◆ SET EXERCISE ◆
Reproduce the records below, swapping each occurrence of "dot" for "mark" and leaving everything else unchanged.

** BEGIN **

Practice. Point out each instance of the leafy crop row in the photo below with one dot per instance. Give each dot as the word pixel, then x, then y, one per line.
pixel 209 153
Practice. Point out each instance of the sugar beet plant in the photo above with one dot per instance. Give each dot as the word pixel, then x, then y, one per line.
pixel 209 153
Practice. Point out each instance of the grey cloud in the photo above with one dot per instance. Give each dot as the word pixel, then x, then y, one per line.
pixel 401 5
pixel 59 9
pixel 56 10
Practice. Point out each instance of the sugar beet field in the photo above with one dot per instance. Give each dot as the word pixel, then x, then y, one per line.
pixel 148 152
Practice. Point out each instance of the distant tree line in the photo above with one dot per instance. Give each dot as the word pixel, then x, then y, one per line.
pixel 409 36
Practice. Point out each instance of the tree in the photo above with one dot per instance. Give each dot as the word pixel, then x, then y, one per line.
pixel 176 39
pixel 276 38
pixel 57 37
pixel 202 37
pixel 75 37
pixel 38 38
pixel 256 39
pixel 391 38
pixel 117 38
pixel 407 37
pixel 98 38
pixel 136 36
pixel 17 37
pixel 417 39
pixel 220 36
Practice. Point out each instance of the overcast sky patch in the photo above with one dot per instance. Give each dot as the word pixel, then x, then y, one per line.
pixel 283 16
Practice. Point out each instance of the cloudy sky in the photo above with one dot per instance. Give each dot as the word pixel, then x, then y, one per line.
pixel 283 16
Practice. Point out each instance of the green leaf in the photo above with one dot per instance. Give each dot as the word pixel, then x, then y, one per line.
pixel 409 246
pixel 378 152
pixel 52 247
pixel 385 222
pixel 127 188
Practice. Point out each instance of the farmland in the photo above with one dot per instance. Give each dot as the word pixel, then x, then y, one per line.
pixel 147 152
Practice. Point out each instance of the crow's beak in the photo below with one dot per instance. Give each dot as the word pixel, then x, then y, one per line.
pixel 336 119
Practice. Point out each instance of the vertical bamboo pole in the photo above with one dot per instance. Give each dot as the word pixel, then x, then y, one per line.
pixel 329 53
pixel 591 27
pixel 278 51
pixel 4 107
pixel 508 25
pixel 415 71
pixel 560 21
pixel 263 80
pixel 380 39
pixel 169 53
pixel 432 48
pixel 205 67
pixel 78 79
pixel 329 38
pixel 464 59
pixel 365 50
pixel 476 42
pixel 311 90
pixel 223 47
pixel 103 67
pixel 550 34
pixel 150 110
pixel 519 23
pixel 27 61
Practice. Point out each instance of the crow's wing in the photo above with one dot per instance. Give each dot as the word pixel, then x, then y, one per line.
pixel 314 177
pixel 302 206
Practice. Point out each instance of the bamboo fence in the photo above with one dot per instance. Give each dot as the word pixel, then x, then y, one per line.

** END **

◆ RESPONSE TO THIS EXERCISE ◆
Practice. Point out each instance of the leafy crop row in the photo below with one mark per instance. Give each mark as the word pixel, then x, then y, one per line.
pixel 209 153
Practice. Point out each instance of the sugar beet plant in the photo above with one mark per instance. Give each mark as the word pixel, then x, then y, one per line.
pixel 209 153
Practice. Point out each instance of the grey cloud in the photo above with one mark per instance. Give each mark as the word pixel, then x, then y, one per line.
pixel 401 5
pixel 59 9
pixel 56 10
Practice. Point out each instance of the sugar beet field in the photo above with one mark per instance. Give each mark as the word pixel, then x, then y, one per line.
pixel 148 152
Practice. Point out each instance of the distant tree line in the photo above with one mark per instance. Give each mark as the word pixel, then x, then y, one per line.
pixel 409 36
Practice. Point out each instance of the tree in the photo above with one mark per instance. Give each mark as the word pixel, then x, then y, one per line.
pixel 176 39
pixel 276 38
pixel 57 37
pixel 202 37
pixel 75 37
pixel 38 38
pixel 256 39
pixel 391 38
pixel 117 38
pixel 407 37
pixel 98 38
pixel 136 36
pixel 17 37
pixel 417 39
pixel 220 36
Practice. Point out each instance of the overcast sky patch in the photo above with one mark per instance. Give each mark as the word pixel, then x, then y, one per line.
pixel 283 16
Practice. Point out each instance of the cloudy sky in the photo above with one mark per instance. Give each mark as the word pixel, then x, then y, one per line.
pixel 283 16
Practice. Point out each instance of the green leaf in the photo above with one mark per instance. Give each mark as the word pixel, then x, then y, one per line.
pixel 409 246
pixel 378 152
pixel 52 247
pixel 385 222
pixel 127 188
Practice. Point out each instance of the farmland in the photo above with one mark per instance. Give each mark as the word pixel, then x, then y, one per line.
pixel 147 152
Practice. Point out each instance of the crow's beak in the photo below with one mark per instance. Give each mark as the word pixel, then x, then y, one per line.
pixel 336 119
Practice. Point out each instance of the vertical bamboo pole in the photo above with one mark per instance. Give each mark as the word pixel, then x, then y, one per line.
pixel 329 53
pixel 591 27
pixel 278 51
pixel 4 107
pixel 508 25
pixel 415 71
pixel 560 21
pixel 263 80
pixel 380 39
pixel 169 53
pixel 432 48
pixel 205 67
pixel 78 79
pixel 329 38
pixel 464 59
pixel 365 50
pixel 476 42
pixel 311 90
pixel 223 47
pixel 103 67
pixel 550 34
pixel 150 110
pixel 519 23
pixel 27 61
Practice. Point out each instance of the crow's wing in the photo above with one mark per instance. Give each mark as the word pixel, then x, then y, one per line.
pixel 314 177
pixel 302 206
Practice. Point out each instance of the bamboo fence in the photo above with one mark per instance. Give each mark as the word pixel, then x, then y, one per line.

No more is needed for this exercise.